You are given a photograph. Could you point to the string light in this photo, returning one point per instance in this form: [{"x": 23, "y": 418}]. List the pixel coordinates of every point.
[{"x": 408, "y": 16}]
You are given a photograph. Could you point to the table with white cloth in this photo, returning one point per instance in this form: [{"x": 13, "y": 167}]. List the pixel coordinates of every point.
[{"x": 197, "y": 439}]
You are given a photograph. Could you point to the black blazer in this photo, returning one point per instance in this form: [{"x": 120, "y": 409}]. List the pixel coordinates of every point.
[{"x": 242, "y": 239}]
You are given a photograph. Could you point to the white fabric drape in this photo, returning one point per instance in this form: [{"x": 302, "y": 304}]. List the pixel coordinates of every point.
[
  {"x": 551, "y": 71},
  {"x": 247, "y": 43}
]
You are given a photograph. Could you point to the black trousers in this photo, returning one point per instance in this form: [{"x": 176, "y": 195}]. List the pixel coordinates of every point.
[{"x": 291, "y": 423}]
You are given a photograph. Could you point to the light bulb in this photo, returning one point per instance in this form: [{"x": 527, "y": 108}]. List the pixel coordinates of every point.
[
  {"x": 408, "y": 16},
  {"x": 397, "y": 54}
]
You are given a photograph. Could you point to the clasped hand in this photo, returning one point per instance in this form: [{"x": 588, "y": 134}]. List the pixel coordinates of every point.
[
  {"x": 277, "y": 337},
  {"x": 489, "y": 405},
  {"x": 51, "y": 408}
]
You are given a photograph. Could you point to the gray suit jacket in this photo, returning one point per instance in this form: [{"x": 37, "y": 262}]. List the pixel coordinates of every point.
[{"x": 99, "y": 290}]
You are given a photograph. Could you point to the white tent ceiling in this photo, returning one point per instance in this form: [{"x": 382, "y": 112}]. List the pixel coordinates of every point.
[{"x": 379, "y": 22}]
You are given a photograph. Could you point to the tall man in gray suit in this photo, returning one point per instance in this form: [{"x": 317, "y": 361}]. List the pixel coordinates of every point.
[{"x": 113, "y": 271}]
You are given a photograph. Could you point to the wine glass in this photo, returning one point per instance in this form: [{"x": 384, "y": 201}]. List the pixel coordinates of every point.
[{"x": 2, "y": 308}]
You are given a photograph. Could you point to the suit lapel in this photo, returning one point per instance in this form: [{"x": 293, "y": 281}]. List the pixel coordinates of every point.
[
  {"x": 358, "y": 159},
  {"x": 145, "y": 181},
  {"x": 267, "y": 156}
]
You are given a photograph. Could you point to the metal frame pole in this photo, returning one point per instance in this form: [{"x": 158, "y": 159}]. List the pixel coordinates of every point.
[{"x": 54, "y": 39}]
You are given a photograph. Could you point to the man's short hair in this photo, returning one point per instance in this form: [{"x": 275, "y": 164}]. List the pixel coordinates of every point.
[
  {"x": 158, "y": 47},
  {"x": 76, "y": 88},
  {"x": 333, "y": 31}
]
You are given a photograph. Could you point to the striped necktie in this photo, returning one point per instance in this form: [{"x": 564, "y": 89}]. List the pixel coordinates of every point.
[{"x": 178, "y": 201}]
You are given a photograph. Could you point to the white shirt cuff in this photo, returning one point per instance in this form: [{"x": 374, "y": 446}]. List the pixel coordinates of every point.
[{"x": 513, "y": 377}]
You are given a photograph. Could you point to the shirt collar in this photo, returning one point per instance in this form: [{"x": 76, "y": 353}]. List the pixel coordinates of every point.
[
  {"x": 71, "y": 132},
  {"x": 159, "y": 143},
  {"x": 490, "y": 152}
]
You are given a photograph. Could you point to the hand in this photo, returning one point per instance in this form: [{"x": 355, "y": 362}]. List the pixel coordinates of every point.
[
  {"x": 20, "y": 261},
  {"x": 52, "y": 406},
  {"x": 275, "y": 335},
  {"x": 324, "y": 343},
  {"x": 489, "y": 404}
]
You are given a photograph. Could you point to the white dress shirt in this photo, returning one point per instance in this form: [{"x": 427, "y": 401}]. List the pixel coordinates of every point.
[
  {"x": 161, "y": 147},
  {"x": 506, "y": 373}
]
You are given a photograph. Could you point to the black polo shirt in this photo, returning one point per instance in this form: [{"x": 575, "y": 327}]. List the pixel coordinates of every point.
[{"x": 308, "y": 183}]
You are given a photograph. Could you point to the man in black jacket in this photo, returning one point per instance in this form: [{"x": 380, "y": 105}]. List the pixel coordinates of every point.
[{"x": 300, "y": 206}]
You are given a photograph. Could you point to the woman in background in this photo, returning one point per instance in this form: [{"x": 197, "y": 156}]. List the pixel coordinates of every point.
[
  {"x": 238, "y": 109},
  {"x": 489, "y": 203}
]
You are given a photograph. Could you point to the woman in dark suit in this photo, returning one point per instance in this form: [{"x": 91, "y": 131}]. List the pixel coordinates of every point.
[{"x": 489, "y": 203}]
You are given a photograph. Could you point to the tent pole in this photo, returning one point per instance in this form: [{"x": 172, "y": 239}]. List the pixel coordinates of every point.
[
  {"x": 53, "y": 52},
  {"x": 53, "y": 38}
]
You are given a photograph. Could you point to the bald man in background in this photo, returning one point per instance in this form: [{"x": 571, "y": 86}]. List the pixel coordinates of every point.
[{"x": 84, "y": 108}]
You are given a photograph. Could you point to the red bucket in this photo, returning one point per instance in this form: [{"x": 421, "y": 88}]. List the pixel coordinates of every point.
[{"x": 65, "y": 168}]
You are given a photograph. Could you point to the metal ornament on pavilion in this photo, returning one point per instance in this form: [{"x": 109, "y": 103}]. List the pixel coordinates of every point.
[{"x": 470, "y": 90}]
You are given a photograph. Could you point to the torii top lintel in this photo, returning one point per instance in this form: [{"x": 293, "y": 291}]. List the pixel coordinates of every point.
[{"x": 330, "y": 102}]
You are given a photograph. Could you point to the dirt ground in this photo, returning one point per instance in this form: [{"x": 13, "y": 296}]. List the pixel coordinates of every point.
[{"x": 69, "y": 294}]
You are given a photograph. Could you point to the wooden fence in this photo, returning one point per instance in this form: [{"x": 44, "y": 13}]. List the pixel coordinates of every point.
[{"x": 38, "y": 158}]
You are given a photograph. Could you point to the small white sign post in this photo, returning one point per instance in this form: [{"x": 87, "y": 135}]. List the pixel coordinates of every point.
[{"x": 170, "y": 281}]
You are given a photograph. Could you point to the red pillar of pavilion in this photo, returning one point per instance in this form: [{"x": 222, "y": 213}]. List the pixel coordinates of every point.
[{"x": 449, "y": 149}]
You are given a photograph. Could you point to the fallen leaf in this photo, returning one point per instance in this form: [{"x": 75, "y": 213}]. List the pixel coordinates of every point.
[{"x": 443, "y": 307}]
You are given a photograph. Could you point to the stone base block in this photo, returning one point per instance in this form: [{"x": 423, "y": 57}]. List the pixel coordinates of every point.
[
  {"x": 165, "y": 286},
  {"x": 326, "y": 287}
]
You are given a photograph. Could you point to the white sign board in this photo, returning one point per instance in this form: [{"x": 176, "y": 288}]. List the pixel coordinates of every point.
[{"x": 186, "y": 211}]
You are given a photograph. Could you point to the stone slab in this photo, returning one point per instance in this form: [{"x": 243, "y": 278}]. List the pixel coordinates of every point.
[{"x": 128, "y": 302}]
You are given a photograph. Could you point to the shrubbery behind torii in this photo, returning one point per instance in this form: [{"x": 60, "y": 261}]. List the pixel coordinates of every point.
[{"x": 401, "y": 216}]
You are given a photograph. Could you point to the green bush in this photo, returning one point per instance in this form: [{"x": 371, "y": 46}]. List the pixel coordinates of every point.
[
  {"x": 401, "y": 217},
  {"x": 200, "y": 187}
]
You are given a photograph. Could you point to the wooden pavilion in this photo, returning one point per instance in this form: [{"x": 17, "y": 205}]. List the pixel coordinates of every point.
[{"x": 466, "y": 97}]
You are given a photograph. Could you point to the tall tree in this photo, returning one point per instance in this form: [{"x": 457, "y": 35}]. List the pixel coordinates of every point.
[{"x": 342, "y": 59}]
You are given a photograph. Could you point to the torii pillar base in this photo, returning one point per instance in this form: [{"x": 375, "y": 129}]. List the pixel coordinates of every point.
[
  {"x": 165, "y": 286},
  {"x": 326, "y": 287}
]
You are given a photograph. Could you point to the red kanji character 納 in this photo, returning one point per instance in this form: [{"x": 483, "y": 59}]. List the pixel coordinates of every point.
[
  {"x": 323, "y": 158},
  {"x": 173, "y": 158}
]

• What you are asked to do
Format as a JSON list of strings, one string per line, every line above from the one containing "the tall tree" through the end of the rows, both included, with blank lines omitted.

• Task answer
[
  "You are given a photograph. Could you point to the tall tree in this photo, returning one point per instance in this form: [{\"x\": 457, \"y\": 35}]. List the pixel coordinates of every point.",
  "[{\"x\": 342, \"y\": 59}]",
  "You are given a photograph. Could you point to the torii pillar base in this photo, returning one point per instance in this form: [{\"x\": 375, \"y\": 129}]. List the pixel coordinates of every point.",
  "[",
  "  {\"x\": 165, \"y\": 286},",
  "  {\"x\": 326, \"y\": 287}",
  "]",
  "You are given a photograph. Could you point to the red kanji character 納 in this photo, returning one point per instance in this form: [{\"x\": 483, \"y\": 59}]. List the pixel coordinates of every point.",
  "[",
  "  {\"x\": 323, \"y\": 158},",
  "  {\"x\": 173, \"y\": 158}",
  "]"
]